Task 1: In the acting blog posts, what character did the writer play in the industrial video?
Task 2: Continue the acting blog posts from the point where they stop.

======== Given text ========

And all without an umbrella.

Today I worked on the industrial video I was cast in. My character was frustrated IT support professional Sonja. As I mentioned before, this is a fun group, and today was no exception. But the pressure was on, as I had overheard it stated that three days' worth of shots were being compressed into two days. So, I knew I had to be on the ball.

My wardrobe planning worked out brilliantly, if I do say so myself. I was asked to bring a few changes for consideration, but I opted to wear the one I felt most captured Sonja, IT professional, in the hope that I wouldn't have to change clothes. And it worked out!

For the green screen shots, I also achieved almost-helmet-hair status with the help of the hair and make-up artist. (Those little ones are so difficult to keep down!)

Once I was called in, this was my view from the set:

Yep. That's a Teleprompter you see. I was off book when I came in, but because this was a direct-to-camera shot, they wanted to use it. So, I did and was wrapped in three takes. Nice!

The most tragic news of the day is that my favorite umbrella broke. It broke! In the midst of the terrible weather the pole just snapped--and without wind! It was tragic and I was wet, but overall today was great! I look forward to doing more.


More than helpful

A few days ago, I was hired for another industrial video gig that is slated to shoot next week. I've worked with this group before and they're quite a fun bunch, but I know I'm in for some green-screen helmet-hair. Last time I played "helpful Rebecca" who was skilled in her telemarketing techniques and coached another individual on how he might improve his leaderboard standing. Who will I be this time? I don't know; I haven't gotten my script, yet. (I'm pretty sure it won't be "helpful Rebecca".)

I realize this isn't an historical drama, but it is work and it is helping me get to where I want to be (vague, though, that destination may be). I still believe Masterpiece Theatre will be calling me in the near future.


Sing it, sister!

======== Records supplied ========

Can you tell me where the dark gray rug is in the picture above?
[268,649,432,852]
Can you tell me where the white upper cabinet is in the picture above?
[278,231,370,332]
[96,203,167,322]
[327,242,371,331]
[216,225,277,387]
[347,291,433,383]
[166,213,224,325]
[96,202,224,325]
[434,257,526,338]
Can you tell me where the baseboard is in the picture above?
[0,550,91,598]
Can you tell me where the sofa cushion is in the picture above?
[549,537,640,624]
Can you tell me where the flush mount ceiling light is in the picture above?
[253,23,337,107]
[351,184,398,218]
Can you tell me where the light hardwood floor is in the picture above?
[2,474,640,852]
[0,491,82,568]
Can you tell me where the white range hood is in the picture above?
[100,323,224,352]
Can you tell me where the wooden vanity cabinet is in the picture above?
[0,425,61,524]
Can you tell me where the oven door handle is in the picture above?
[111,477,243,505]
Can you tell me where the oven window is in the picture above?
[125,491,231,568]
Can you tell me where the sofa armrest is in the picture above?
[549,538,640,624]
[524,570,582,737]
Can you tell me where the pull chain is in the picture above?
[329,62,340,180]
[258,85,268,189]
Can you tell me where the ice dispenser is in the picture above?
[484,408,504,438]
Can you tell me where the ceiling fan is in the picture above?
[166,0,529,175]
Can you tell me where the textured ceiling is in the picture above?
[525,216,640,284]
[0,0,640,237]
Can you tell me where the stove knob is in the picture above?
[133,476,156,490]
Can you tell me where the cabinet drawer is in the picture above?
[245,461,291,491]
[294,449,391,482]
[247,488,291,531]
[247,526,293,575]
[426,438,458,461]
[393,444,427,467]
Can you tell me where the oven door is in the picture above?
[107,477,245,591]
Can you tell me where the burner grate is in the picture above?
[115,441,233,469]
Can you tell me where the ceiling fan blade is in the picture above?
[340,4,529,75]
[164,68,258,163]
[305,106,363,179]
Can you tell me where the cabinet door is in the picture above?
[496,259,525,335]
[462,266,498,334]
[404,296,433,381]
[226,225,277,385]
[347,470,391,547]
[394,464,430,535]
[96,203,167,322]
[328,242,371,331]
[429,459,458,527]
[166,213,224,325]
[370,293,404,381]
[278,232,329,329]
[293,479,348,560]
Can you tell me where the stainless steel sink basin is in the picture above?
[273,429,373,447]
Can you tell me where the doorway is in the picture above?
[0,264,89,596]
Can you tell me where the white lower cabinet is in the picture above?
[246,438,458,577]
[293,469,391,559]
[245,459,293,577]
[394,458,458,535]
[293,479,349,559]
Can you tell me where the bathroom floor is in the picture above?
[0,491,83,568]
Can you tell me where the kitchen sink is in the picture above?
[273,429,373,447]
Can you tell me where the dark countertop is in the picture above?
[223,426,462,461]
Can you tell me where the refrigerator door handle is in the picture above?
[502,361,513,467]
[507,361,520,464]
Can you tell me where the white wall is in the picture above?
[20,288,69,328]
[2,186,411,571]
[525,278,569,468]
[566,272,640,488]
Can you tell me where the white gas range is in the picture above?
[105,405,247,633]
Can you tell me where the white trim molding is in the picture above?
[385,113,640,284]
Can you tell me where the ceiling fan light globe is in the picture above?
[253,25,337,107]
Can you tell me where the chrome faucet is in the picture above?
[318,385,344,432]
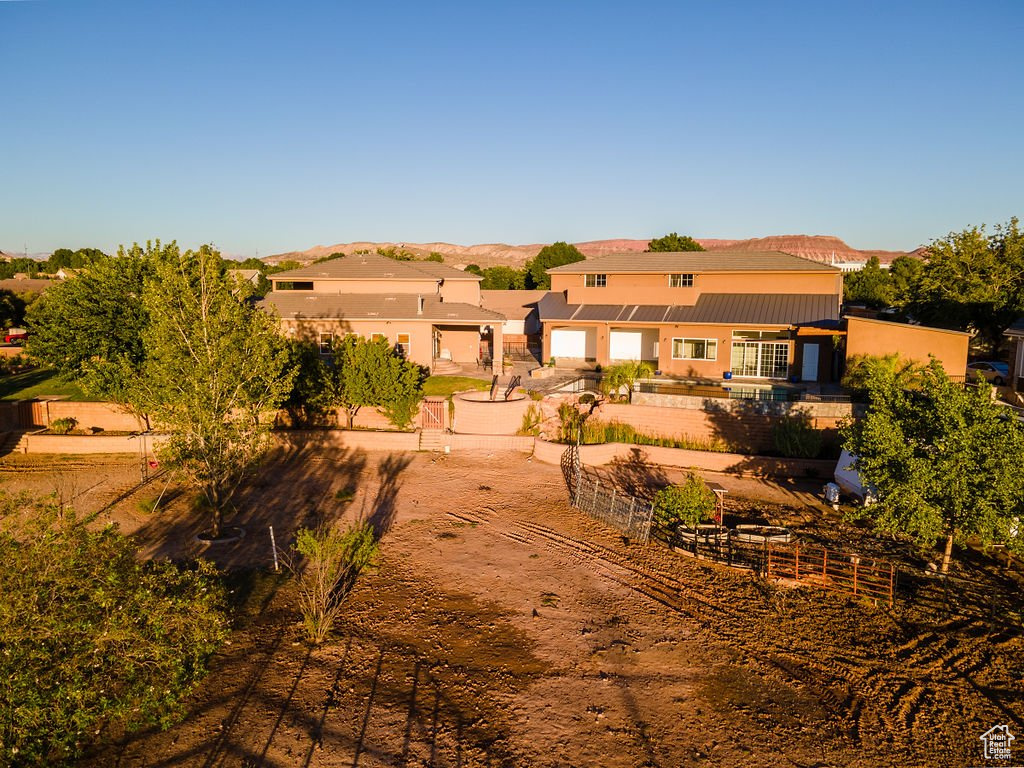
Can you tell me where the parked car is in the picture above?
[967,360,1010,387]
[3,328,29,344]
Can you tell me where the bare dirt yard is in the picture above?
[0,452,1024,768]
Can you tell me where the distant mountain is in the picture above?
[263,234,924,267]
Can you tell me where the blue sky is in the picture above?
[0,0,1024,256]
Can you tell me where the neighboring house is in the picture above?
[846,316,971,378]
[480,291,548,344]
[226,269,260,286]
[538,251,970,383]
[261,254,505,373]
[539,251,843,381]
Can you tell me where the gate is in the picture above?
[420,397,447,429]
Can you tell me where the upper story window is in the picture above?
[669,272,693,288]
[395,334,412,359]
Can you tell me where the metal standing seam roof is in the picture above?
[260,291,505,324]
[538,292,840,326]
[270,253,483,281]
[548,251,841,274]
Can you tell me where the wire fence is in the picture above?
[561,445,654,543]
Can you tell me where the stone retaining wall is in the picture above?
[534,439,836,479]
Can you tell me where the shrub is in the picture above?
[771,414,824,459]
[558,402,587,442]
[516,403,544,437]
[601,360,654,399]
[380,393,421,429]
[0,498,227,765]
[288,523,378,645]
[50,416,78,434]
[654,474,718,529]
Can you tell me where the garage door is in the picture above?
[551,328,587,358]
[608,331,643,360]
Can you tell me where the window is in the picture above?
[669,273,693,288]
[732,338,790,379]
[273,281,313,291]
[672,339,718,360]
[396,334,412,358]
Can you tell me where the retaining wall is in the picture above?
[633,392,864,419]
[452,392,532,435]
[534,439,836,478]
[591,398,849,453]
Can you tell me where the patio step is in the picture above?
[420,429,449,451]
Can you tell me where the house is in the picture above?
[261,254,505,374]
[538,251,970,383]
[538,251,843,381]
[480,291,548,359]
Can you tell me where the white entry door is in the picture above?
[800,344,820,381]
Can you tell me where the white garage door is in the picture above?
[608,331,643,360]
[551,328,587,358]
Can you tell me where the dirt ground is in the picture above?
[0,454,1024,768]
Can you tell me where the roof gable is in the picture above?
[548,251,841,274]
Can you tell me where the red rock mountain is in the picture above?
[264,234,921,267]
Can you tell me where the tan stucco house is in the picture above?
[262,254,505,373]
[538,251,969,383]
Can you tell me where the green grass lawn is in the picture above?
[0,369,98,401]
[423,376,490,397]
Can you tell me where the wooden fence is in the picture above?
[765,542,896,605]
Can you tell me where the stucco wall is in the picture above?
[551,267,843,306]
[846,317,971,376]
[534,439,836,478]
[591,399,844,453]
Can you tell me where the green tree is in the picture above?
[842,360,1024,572]
[334,335,427,429]
[600,360,654,400]
[647,232,705,253]
[843,256,894,308]
[889,256,925,309]
[526,241,585,290]
[480,266,527,291]
[26,241,159,416]
[141,246,295,537]
[0,290,27,329]
[909,218,1024,352]
[0,497,227,766]
[653,472,718,530]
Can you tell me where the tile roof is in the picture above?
[538,292,840,326]
[548,251,840,274]
[480,291,548,319]
[270,253,483,281]
[260,291,505,323]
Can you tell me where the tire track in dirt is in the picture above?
[450,507,1019,761]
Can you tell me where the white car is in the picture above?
[967,360,1010,387]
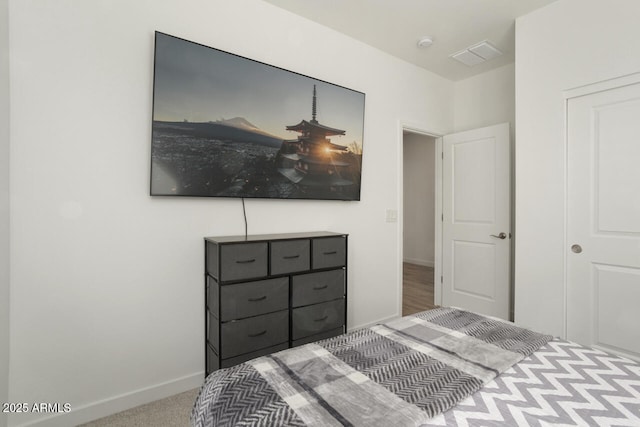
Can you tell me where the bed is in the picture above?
[191,308,640,427]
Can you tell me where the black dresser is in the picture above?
[205,232,347,375]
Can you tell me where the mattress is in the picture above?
[191,308,640,427]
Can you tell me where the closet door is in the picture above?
[566,79,640,360]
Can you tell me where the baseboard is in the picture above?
[10,371,204,427]
[403,258,435,268]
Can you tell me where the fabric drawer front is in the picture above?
[221,310,289,359]
[271,239,311,274]
[291,269,344,307]
[313,237,347,269]
[220,242,268,281]
[291,326,345,347]
[220,277,289,322]
[220,342,289,368]
[291,298,345,340]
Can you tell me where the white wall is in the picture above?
[9,0,453,425]
[0,0,9,426]
[454,64,516,139]
[402,133,436,267]
[515,0,640,336]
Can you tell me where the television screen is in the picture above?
[151,32,365,200]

========

Exercise output 1: A frustrated IT support professional named Sonja.

Exercise output 2:
Yesterday I sang some gospel music as requested as part of Martin Luther King, Jr., Sunday at Old South ChurchWillie Sordillo's jazz trio accompanied and they really rocked it.  Thanks guys! 


(To) Where I am going

It's not uncommon for people to inquire, "Where are you going with this, Alecia?", or, "Have you considered living somewhere else?"  Many days even I wonder, Alecia: where are you going with this performance thing?  I have to say, I don't really know. 

Commonly I answer that I am considering other physical locales as a base of operations, such as New York City, LA, or even Shreveport, Louisiana, which has a booming film industry, but that I want to have a justifiable (and perhaps quantifiable) reason to relocate and, in the meantime, I want to continue adding value to my résumés.  

I'm not sure this is a great answer.  In some ways I feel kind of aimless, but yet there is this compulsion from within to do, to create, to perform.  It's a bit enigmatic, really.  Like any well-founded business, it is important to have an established operating plan to follow that will take the entity from Point A to Point B.  And I feel as though I have a plan, but that it isn't always clear-cut.  Maybe my physical location should be part of the plan. 

I mean, what is a career?  It seems to me a career is defined by the types of employment that are offered and accepted: roles, parts, gigs, and the like.  Could my location govern my employment?  Yes, I suppose it could given the number of projects, shows and opportunities an area has to offer and can support.  It would be more difficult to create a fiscally viable entertainment career in Texico than in Toronto.  But a career is also defined by time spent in a profession.  Does time spent in pursuit count? 

Life is about the journey, right?  And not about the destination? 


Audition Transition

As you may have seen, I recently had a technical discovery which has inspired me as of late to pursue auditions of the singing persuasion with a renewed vim.  So, despite my un-HIP-ness, I've been sending out packets and soliciting time slots for upcoming auditions with a variety of entities. 

This doesn't mean I'm not scared or nervous or concerned in an audition.  What I've yet to admit (until now) is that I'm a relative newcomer to the audition scene.  You see, it wasn't until college that I really had to audition for anything.  Prior to my undergraduate studies--as ludicrous as it sounds--performances just came to me.  People who knew me just knew I could sing, act and dance and simply asked me to be in shows and productions.  Even that first public performance--I didn't ask to be in the show.  I was just "put" in it.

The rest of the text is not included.